To-do item>
Format every line of the data below as a numbered list, omitting any blank lines.

Input data>
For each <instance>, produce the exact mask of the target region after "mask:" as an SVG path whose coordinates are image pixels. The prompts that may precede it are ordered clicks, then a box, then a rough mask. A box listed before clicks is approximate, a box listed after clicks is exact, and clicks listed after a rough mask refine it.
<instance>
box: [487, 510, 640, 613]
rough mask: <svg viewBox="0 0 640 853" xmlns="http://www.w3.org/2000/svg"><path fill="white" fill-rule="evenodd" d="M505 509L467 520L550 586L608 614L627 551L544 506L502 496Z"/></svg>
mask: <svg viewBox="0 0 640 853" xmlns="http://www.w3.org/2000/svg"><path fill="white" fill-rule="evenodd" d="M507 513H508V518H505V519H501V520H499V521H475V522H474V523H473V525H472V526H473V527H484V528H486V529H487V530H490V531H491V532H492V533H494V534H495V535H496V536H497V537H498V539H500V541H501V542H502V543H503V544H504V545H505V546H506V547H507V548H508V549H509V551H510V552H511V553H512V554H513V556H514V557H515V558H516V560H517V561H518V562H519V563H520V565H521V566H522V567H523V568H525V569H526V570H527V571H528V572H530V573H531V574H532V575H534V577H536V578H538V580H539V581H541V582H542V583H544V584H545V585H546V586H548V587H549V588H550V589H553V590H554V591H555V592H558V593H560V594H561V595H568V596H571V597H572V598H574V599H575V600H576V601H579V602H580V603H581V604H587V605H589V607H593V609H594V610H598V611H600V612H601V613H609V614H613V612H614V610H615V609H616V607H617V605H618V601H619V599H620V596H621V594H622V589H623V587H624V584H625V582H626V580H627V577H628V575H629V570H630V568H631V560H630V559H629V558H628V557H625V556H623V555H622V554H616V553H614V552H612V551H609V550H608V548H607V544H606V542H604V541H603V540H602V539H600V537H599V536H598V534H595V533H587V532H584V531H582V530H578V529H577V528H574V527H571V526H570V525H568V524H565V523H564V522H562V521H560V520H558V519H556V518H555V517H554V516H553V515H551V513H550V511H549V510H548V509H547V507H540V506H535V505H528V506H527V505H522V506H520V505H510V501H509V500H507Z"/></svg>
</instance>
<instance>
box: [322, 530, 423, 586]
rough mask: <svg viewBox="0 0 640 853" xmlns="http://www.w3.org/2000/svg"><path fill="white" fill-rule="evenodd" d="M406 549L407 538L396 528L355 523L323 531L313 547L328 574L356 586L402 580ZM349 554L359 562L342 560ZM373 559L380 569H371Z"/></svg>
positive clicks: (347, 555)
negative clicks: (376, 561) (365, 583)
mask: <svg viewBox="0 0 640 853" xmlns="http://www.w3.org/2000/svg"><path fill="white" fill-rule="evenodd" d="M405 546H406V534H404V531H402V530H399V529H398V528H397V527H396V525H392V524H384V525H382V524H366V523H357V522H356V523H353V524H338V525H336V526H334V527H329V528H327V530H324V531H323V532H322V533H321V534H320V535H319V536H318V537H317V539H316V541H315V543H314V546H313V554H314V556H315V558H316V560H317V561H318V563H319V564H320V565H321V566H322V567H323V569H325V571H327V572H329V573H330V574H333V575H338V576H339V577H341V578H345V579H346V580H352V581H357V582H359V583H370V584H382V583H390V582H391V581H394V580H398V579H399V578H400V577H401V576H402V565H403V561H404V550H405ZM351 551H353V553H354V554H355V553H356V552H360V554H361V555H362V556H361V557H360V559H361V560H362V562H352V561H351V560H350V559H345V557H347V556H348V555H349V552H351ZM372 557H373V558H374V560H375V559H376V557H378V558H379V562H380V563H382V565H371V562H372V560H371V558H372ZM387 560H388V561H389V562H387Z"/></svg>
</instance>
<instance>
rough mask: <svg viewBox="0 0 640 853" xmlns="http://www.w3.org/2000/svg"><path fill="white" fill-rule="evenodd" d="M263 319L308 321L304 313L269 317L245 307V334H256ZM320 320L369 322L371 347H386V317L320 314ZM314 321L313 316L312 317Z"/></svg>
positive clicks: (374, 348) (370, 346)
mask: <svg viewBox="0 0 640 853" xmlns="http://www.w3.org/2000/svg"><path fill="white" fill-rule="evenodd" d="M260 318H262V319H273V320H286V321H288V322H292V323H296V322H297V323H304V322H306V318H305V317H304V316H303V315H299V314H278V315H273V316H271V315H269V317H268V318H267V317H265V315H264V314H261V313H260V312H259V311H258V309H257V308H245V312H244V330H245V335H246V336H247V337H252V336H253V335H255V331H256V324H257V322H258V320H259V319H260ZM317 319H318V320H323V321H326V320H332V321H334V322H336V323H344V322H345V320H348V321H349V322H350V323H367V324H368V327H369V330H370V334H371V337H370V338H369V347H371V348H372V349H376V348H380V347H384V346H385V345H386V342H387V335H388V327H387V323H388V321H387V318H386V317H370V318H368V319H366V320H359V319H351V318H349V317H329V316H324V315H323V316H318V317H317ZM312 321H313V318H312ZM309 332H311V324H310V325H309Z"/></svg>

Task solution>
1. For each <instance>, produce the exact mask of the target region after "mask:" as an SVG path whose coordinates are image pixels. The prompts that may precede it are ordered clicks, then a box, then a rough mask. A box listed before clicks is approximate, a box listed after clicks is exact, and clicks listed after a rough mask refine it.
2. <instance>
3. box: [487, 510, 640, 613]
4. rough mask: <svg viewBox="0 0 640 853" xmlns="http://www.w3.org/2000/svg"><path fill="white" fill-rule="evenodd" d="M505 509L467 520L550 586L608 614L627 551L544 506L502 496Z"/></svg>
5. mask: <svg viewBox="0 0 640 853" xmlns="http://www.w3.org/2000/svg"><path fill="white" fill-rule="evenodd" d="M507 513H508V518H505V519H501V520H499V521H475V522H474V523H473V525H472V526H473V527H484V528H486V529H487V530H490V531H491V532H492V533H494V534H495V535H496V536H497V537H498V539H500V541H501V542H502V543H503V544H504V545H505V546H506V547H507V548H508V549H509V551H510V552H511V553H512V554H513V556H514V557H515V558H516V560H517V561H518V562H519V563H520V565H521V566H522V567H523V568H525V569H526V570H527V571H528V572H530V573H531V574H532V575H534V577H536V578H538V580H539V581H541V582H542V583H544V584H545V585H546V586H548V587H549V588H550V589H553V590H554V591H555V592H558V593H560V594H561V595H568V596H571V597H572V598H574V599H575V600H576V601H579V602H580V603H581V604H587V605H589V607H593V609H594V610H598V611H600V612H601V613H609V614H613V612H614V610H615V609H616V607H617V605H618V601H619V599H620V596H621V594H622V589H623V587H624V584H625V582H626V580H627V577H628V575H629V570H630V568H631V560H630V559H629V558H628V557H625V556H623V555H622V554H616V553H614V552H612V551H609V550H608V548H607V544H606V542H604V541H603V540H602V539H600V537H599V536H598V534H595V533H587V532H584V531H582V530H578V529H577V528H574V527H571V526H570V525H568V524H565V523H564V522H562V521H560V520H558V519H556V518H555V517H554V516H553V515H551V513H550V511H549V510H548V509H547V507H540V506H535V505H528V506H527V505H522V506H520V505H510V501H509V500H507Z"/></svg>
6. </instance>
7. <instance>
8. box: [322, 530, 423, 586]
9. rough mask: <svg viewBox="0 0 640 853" xmlns="http://www.w3.org/2000/svg"><path fill="white" fill-rule="evenodd" d="M406 549L407 538L396 528L355 523L323 531L313 547L328 574L356 586L402 580ZM349 554L359 562L342 560ZM373 559L380 569H371Z"/></svg>
10. positive clicks: (347, 555)
11. negative clicks: (376, 561) (365, 583)
12. mask: <svg viewBox="0 0 640 853" xmlns="http://www.w3.org/2000/svg"><path fill="white" fill-rule="evenodd" d="M405 546H406V534H404V531H402V530H399V529H398V528H397V527H396V525H392V524H384V525H382V524H366V523H357V522H356V523H353V524H338V525H336V526H334V527H329V528H327V530H324V531H323V532H322V533H321V534H320V535H319V536H318V537H317V539H316V541H315V543H314V546H313V554H314V556H315V558H316V560H317V561H318V563H319V564H320V565H321V566H322V567H323V569H325V571H327V572H329V573H330V574H333V575H338V576H339V577H341V578H345V579H346V580H352V581H357V582H359V583H370V584H382V583H390V582H391V581H394V580H398V579H399V578H400V577H401V576H402V565H403V561H404V550H405ZM351 551H353V553H354V554H355V553H356V552H360V554H361V555H362V556H361V557H360V559H361V560H362V562H352V561H351V560H350V559H345V557H347V556H348V555H349V552H351ZM372 557H373V558H374V560H375V559H376V557H378V558H379V562H380V563H382V565H371V562H372V560H371V558H372ZM387 560H388V561H389V562H387Z"/></svg>
13. </instance>
14. <instance>
15. rough mask: <svg viewBox="0 0 640 853" xmlns="http://www.w3.org/2000/svg"><path fill="white" fill-rule="evenodd" d="M263 319L308 321L304 313L269 317L245 307V334H256ZM320 320L369 322L371 347H386V317L320 314ZM314 321L313 316L312 317Z"/></svg>
16. positive clicks: (374, 348) (370, 346)
17. mask: <svg viewBox="0 0 640 853" xmlns="http://www.w3.org/2000/svg"><path fill="white" fill-rule="evenodd" d="M260 318H262V319H273V320H286V321H288V322H292V323H296V322H297V323H304V322H306V318H305V317H304V316H303V315H299V314H278V315H273V316H271V315H269V317H268V318H267V317H265V315H264V314H261V313H260V312H259V311H258V309H257V308H245V312H244V330H245V335H246V336H247V337H252V336H253V335H255V331H256V324H257V322H258V320H259V319H260ZM317 319H318V320H323V321H326V320H332V321H334V322H336V323H344V322H345V320H348V321H349V322H350V323H367V324H368V327H369V330H370V334H371V337H370V338H369V347H371V348H372V349H376V348H380V347H384V346H385V345H386V342H387V335H388V327H387V323H388V321H387V318H386V317H370V318H368V319H366V320H359V319H351V318H349V317H329V316H324V315H323V316H318V317H317ZM312 321H313V318H312ZM309 332H311V324H310V325H309Z"/></svg>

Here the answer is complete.